◆ **Work to complete**: From the listing below, extract each entry exactly as written, minus the images.

(Image point annotation entries)

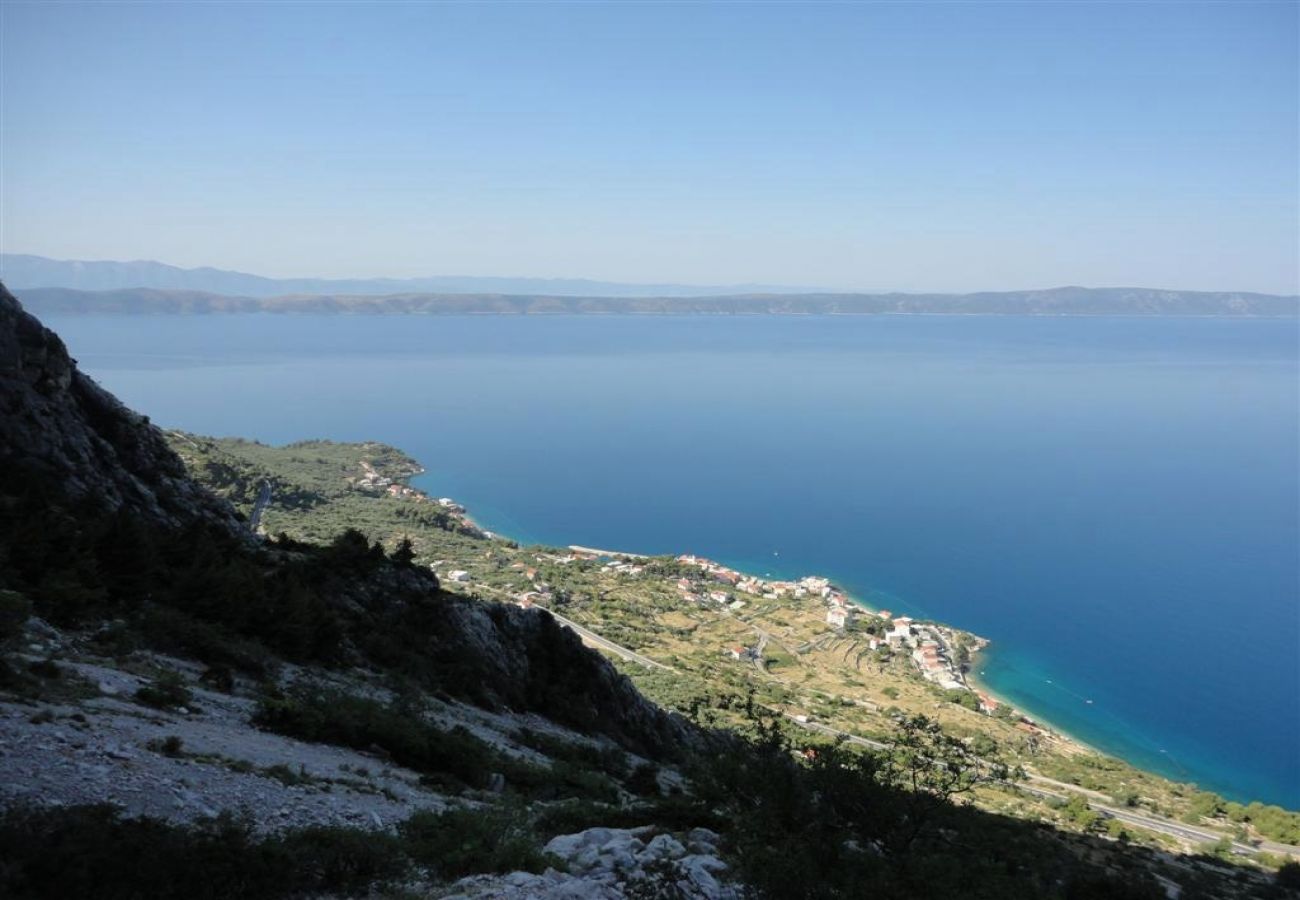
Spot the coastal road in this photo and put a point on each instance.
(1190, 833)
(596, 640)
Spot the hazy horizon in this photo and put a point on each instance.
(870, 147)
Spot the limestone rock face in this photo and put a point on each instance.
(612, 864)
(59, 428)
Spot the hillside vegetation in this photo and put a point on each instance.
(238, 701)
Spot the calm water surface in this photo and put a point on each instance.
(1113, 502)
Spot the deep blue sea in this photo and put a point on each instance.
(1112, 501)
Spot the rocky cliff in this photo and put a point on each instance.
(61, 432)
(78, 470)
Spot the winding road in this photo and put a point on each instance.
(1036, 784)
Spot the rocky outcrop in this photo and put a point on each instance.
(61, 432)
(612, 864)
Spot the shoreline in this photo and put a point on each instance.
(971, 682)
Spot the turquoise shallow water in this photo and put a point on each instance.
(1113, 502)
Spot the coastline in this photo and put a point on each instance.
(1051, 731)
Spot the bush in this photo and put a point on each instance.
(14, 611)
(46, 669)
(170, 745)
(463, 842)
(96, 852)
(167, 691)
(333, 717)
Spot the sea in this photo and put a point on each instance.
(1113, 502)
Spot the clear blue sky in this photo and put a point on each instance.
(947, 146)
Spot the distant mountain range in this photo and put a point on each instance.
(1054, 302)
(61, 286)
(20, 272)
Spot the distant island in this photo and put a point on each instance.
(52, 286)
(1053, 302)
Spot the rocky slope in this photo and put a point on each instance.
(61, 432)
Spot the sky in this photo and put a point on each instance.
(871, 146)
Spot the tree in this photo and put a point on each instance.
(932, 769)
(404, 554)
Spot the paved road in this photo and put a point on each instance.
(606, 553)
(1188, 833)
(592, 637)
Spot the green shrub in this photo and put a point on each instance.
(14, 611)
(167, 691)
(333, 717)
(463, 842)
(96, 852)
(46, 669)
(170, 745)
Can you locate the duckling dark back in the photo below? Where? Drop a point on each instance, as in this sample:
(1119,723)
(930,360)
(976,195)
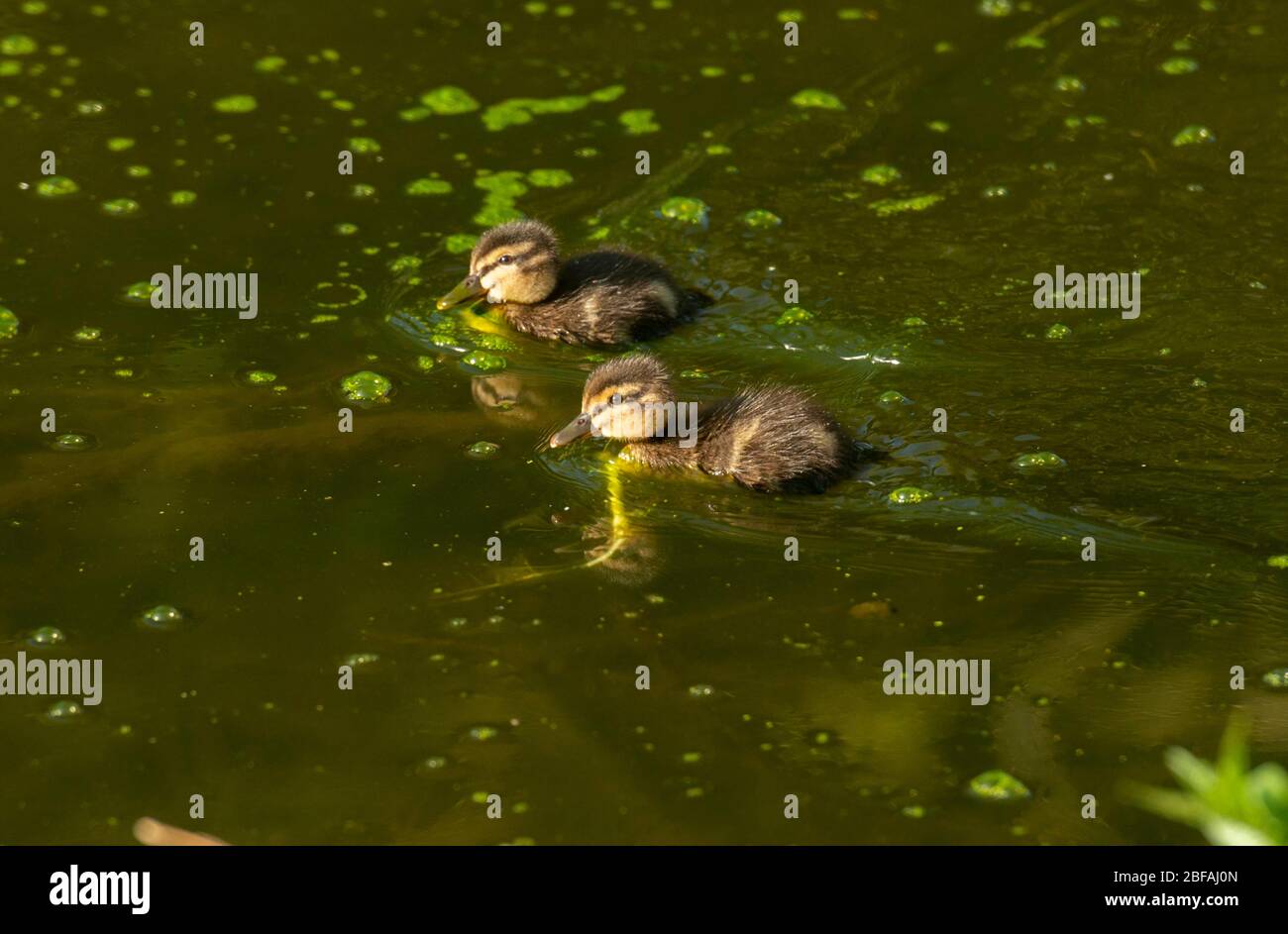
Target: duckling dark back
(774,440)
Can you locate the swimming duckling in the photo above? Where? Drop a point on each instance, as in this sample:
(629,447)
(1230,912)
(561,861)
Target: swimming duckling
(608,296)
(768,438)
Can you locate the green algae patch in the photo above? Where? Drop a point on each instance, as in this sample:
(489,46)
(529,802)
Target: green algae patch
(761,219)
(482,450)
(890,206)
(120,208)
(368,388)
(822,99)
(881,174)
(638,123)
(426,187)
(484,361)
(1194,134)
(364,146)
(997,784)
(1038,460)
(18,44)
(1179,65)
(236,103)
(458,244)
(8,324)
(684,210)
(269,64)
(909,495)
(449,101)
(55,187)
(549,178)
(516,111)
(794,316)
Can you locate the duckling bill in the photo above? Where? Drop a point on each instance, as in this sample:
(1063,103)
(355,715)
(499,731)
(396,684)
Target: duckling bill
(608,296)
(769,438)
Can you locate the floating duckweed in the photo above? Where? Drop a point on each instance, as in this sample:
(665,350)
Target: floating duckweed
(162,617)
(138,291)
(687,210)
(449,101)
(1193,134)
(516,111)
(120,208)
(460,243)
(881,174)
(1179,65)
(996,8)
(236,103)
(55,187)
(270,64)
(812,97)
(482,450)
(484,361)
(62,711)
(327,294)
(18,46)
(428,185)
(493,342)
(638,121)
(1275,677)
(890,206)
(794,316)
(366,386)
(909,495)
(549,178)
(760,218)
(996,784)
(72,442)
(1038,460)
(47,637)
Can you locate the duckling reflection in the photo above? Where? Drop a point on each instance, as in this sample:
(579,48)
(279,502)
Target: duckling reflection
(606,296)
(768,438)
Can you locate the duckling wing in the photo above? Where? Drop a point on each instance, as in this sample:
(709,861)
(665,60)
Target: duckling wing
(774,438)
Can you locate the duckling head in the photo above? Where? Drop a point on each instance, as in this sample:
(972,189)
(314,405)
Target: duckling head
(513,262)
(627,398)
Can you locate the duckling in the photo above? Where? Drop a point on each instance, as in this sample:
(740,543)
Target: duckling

◆ **Solution to this problem**:
Spot the coastal road in this photo and put a point on each instance.
(1190, 833)
(596, 640)
Spot the hazy horizon in this photo and put a point on each instance.
(870, 147)
Spot the limestone rock face in this photo and put a point on each instance.
(612, 864)
(59, 428)
Spot the hillside vegetation in this photo and put a point on each instance.
(238, 701)
Spot the calm water surface in this photo and put a point on each instance.
(1113, 502)
Spot the deep blue sea in this photo and put a point on each instance.
(1112, 501)
Spot the rocky cliff in this photo and put a point on each instance.
(61, 432)
(78, 470)
Spot the winding road in this photo and put a point on each instance.
(1036, 784)
Spot the rocky outcrop in this photo and put a point on each instance.
(61, 432)
(612, 864)
Spot the shoreline in this photo and put a point on each instance.
(971, 682)
Spot the turquoise shallow water in this photo and put a point on each instance.
(1113, 502)
Spot the coastline in this photo and put a point on each instance.
(1051, 731)
Spot the bush in this photo and put a point on each instance.
(14, 611)
(46, 669)
(170, 745)
(463, 842)
(96, 852)
(167, 691)
(333, 717)
Spot the sea in this photo and put a point on each instance.
(1113, 502)
Spot the clear blue sky in this photo and put a point on each instance.
(947, 146)
Spot the distant mountain range in this photo and put a point on each instance.
(1054, 302)
(61, 286)
(20, 272)
Spot the distant island in this photo and put a point on each instance.
(52, 286)
(1053, 302)
Spot the rocky slope in this photo and put a point on each instance.
(61, 432)
Spot the sky in this photo and put a point on each instance.
(871, 146)
Spot the tree in this photo and put a point on each instance.
(932, 769)
(404, 554)
Spot the paved road in this photo and put a point on each instance.
(606, 553)
(1188, 833)
(592, 637)
Spot the green shrub in this photo and put a point on each instance.
(14, 611)
(167, 691)
(333, 717)
(463, 842)
(96, 852)
(46, 669)
(170, 745)
Can you locate the duckling dark back in the photo below? Where? Drop a point on each instance, as in this sample:
(1119,723)
(930,360)
(976,195)
Target: duckling dark back
(774,440)
Can you locate the swimming duckling in the photo above? Where? Drop a point on each instance, as in this sample:
(629,447)
(1230,912)
(561,861)
Target: swimming duckling
(608,296)
(768,438)
Can you locate the green algae patch in the photo above? Where? Drop a point on each instance, as in this sample:
(489,46)
(529,802)
Target: green algae patch
(761,219)
(482,450)
(890,206)
(120,208)
(368,388)
(822,99)
(881,174)
(638,123)
(426,187)
(484,361)
(1194,134)
(364,146)
(997,784)
(1038,460)
(18,44)
(1179,65)
(236,103)
(458,244)
(8,324)
(684,210)
(269,64)
(909,495)
(449,101)
(55,187)
(549,178)
(516,111)
(794,316)
Can you locate the duckling bill in the photo above? Where? Drop a point on each instance, as in this sample:
(1063,103)
(355,715)
(499,731)
(396,684)
Target: duckling bill
(608,296)
(769,438)
Can you locate the floating duckweed in the photo above? Where? Drop a point on each instance, as in this sample:
(665,350)
Target: floating duckweed
(162,617)
(138,291)
(687,210)
(449,101)
(1193,134)
(516,111)
(120,208)
(460,243)
(881,174)
(1179,65)
(996,8)
(236,103)
(55,187)
(270,64)
(812,97)
(482,450)
(484,361)
(62,711)
(327,294)
(18,46)
(428,185)
(493,342)
(638,121)
(1275,677)
(890,206)
(794,316)
(366,386)
(909,495)
(549,178)
(760,218)
(996,784)
(72,442)
(1038,460)
(47,637)
Can you locate the duckling reflection in the photo above? Where? Drop a point on each instance, as in this sample:
(579,48)
(279,502)
Target: duckling reflection
(606,296)
(768,438)
Can you locate the duckling wing in the photo above? Where? Drop a point on each instance, as in this sample:
(709,861)
(665,60)
Target: duckling wing
(774,438)
Can you locate the duckling head in the photo above? Where? Drop a point on each instance, as in this sample:
(972,189)
(314,405)
Target: duckling head
(513,262)
(627,398)
Can you locate the duckling in the photo above? Where? Drop a point on each instance, as in this sample:
(740,543)
Target: duckling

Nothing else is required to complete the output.